• **Seçilen Metin**:
◆ ◆ ◆ ◆

Paylaş
"Kafkasör, Artvin’in yayla şenliklerinin yapıldığı vadinin adı. Bu şenlikte boğa güreşi de yapılıyormuş. Artvin Barosu Başkanı Bedrettin Kalın’ın yol göstericiliğiyle, arabamız değişik türden ağaçlarla kaplı ormanın içinde kıvrılarak tepeye ulaştı. Hopa-Artvin yolu 70 kilometre, ancak o kadar çok viraj var ki, buraya ulaşmak iki saati buluyor.
Hopa’dan Borçka’ya geldik. Çoruh nehri üzerine kurulan Borçka barajı bütün vadiyi egemenliği altına almış. Doğanın dengesi bozulmuş. Setler, baraj kenarında yollar, tüneller. Bu şekilde 40 kilometre gidip Artvin’e ulaştık.
Hopa-Borçka yolu rüya gibi. Bir yeşil denizi. Kızılağaçlar, çay bahçeleri, çevreyi sulayarak akan dereler... Borçka-Artvin arası baraj nedeniyle epeyce tahrip olmuş. Artvin’e geldiğinizde Çoruh vadisinin tamamen bir şantiyeye döndüğüne tanık olduk. Dağlar tıraşlanıyor, setler yapılıyor ve dünyanın en çirkin yapılarından oluşan binalarıyla yeni bir olumsuz örnek yaratılıyor.
Kafkasör, Artvin’in tepesine asılmış yeşil bir çelenk gibi. Yükseldikçe değişik çam türleri, sedir ağaçları ortaya çıkıyor. Hava serinliyor. Aşağıda sıcaktan yanan bizler, serin rüzgârın etkisiyle üşümeye başlıyoruz.
Dağların bu kadar yeşil, bu kadar güzel olduğu bir başka yer var mı, diye kendi kendime soruyorum. Yüzlerce değişik bitki türü, kuşların konakladıkları değişik göllerle, burası çok etkileyici.
Artvin Barosu Başkanı Bedrettin Kalın, yandaki bir tepeyi gösteriyor. “Oral bey ne olur Cerattepe’yi yazın” diyor. Ne olmuş Cerattepe’ye diyorum, anlatmaya başlıyor: Buraya çok yakın bir yerde Murgul Bakır çıkarma ocakları olduğunu bilirsiniz. Şimdi bu güzelim dağları ve tepeleri yok edecek, yeni bir ‘maden arama saldırısı’yla yüz yüzeyiz.
Kanadalı ‘İnmet Mining’ isimli bir şirket bakır çıkarmak için bir ruhsat alıyor. Asıl amacının ise siyanürle altın elde etmek istediğine inanılıyor. Yeşil Artvin Derneği harekete geçiyor. Ruhsat Erzurum İdare Mahkemesi tarafından iptal ediliyor. Madenciler Danıştay’a başvuruyor ve bir usul hatası nedeniyle karar bozduruluyor.

◆ ◆ ◆ ◆

• **Sorular ve Görevler**:
1/ Kafkasör yazısına göre aşağıdaki soruları yanıtlayın.
(a) Hopa-Artvin yolu kaç kilometredir?
(b) Borçka barajı hangi nehir üzerine kurulmuştur?
(c) Bakır çıkarmak için ruhsat alan Kanadalı şirketin adı nedir?
2/ Kafkasör yazısında "Hopa-Borçka yolu rüya" ifadesinden "burası çok etkileyici." ifadesine kadar (ikisi de dahil) olan bölümü yeniden yazın ve "sedir ağaçları" ifadesini "ladin ağaçları" ifadesiyle değiştirin.

(Kaynak kayıtlar)

◆ ◆ ◆ ◆

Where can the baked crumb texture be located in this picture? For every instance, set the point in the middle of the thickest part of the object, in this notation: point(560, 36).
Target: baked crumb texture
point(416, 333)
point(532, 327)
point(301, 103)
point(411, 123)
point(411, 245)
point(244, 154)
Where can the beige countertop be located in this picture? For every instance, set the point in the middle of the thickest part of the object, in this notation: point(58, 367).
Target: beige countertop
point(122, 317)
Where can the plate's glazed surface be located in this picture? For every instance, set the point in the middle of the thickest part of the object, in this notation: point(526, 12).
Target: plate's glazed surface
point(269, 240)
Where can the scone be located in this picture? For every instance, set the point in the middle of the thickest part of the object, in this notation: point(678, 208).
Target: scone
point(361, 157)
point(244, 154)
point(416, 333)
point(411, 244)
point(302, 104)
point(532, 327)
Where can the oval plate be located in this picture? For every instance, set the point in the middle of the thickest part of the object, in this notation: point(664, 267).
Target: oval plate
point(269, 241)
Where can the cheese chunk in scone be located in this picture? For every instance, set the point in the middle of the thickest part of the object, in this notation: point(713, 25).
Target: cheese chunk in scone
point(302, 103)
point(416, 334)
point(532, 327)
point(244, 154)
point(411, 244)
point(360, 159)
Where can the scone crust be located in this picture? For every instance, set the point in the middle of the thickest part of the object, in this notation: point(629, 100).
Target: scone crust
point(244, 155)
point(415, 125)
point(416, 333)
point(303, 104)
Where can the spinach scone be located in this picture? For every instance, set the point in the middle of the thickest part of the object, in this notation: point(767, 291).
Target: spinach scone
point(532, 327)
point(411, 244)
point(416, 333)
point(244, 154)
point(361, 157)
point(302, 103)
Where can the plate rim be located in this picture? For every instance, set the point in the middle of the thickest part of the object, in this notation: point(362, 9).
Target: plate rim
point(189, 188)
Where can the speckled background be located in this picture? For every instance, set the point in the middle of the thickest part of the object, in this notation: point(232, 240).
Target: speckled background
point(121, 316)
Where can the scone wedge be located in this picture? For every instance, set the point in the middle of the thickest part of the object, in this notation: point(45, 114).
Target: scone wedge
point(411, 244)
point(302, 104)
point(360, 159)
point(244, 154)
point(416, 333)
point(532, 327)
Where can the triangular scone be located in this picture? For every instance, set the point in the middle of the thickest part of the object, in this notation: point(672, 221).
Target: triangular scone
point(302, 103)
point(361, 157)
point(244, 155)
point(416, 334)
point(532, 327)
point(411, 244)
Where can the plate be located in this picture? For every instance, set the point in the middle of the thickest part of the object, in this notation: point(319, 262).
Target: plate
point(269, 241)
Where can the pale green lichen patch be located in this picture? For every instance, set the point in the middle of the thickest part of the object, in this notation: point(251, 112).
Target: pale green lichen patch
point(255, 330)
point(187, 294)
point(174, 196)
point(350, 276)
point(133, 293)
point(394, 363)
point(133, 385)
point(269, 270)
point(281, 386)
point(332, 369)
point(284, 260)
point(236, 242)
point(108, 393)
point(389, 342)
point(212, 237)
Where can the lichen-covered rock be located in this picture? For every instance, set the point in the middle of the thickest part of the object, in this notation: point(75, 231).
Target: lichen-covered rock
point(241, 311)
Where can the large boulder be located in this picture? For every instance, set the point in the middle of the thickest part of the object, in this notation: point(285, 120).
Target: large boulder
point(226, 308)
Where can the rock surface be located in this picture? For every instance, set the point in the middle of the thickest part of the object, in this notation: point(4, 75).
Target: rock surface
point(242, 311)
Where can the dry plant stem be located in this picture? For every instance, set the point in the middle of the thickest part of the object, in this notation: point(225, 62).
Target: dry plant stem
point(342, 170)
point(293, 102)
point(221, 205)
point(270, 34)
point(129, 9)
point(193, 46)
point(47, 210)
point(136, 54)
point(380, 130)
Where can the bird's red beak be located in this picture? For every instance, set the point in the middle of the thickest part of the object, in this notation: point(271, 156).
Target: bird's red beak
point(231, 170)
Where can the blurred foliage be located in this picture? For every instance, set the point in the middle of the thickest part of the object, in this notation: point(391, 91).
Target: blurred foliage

◆ ◆ ◆ ◆

• **Yanıtlar**:
1/
(a) 70 kilometre.
(b) Çoruh nehri.
(c) İnmet Mining.

2/
Hopa-Borçka yolu rüya gibi. Bir yeşil denizi. Kızılağaçlar, çay bahçeleri, çevreyi sulayarak akan dereler... Borçka-Artvin arası baraj nedeniyle epeyce tahrip olmuş. Artvin’e geldiğinizde Çoruh vadisinin tamamen bir şantiyeye döndüğüne tanık olduk. Dağlar tıraşlanıyor, setler yapılıyor ve dünyanın en çirkin yapılarından oluşan binalarıyla yeni bir olumsuz örnek yaratılıyor.
Kafkasör, Artvin’in tepesine asılmış yeşil bir çelenk gibi. Yükseldikçe değişik çam türleri, ladin ağaçları ortaya çıkıyor. Hava serinliyor. Aşağıda sıcaktan yanan bizler, serin rüzgârın etkisiyle üşümeye başlıyoruz.
Dağların bu kadar yeşil, bu kadar güzel olduğu bir başka yer var mı, diye kendi kendime soruyorum. Yüzlerce değişik bitki türü, kuşların konakladıkları değişik göllerle, burası çok etkileyici.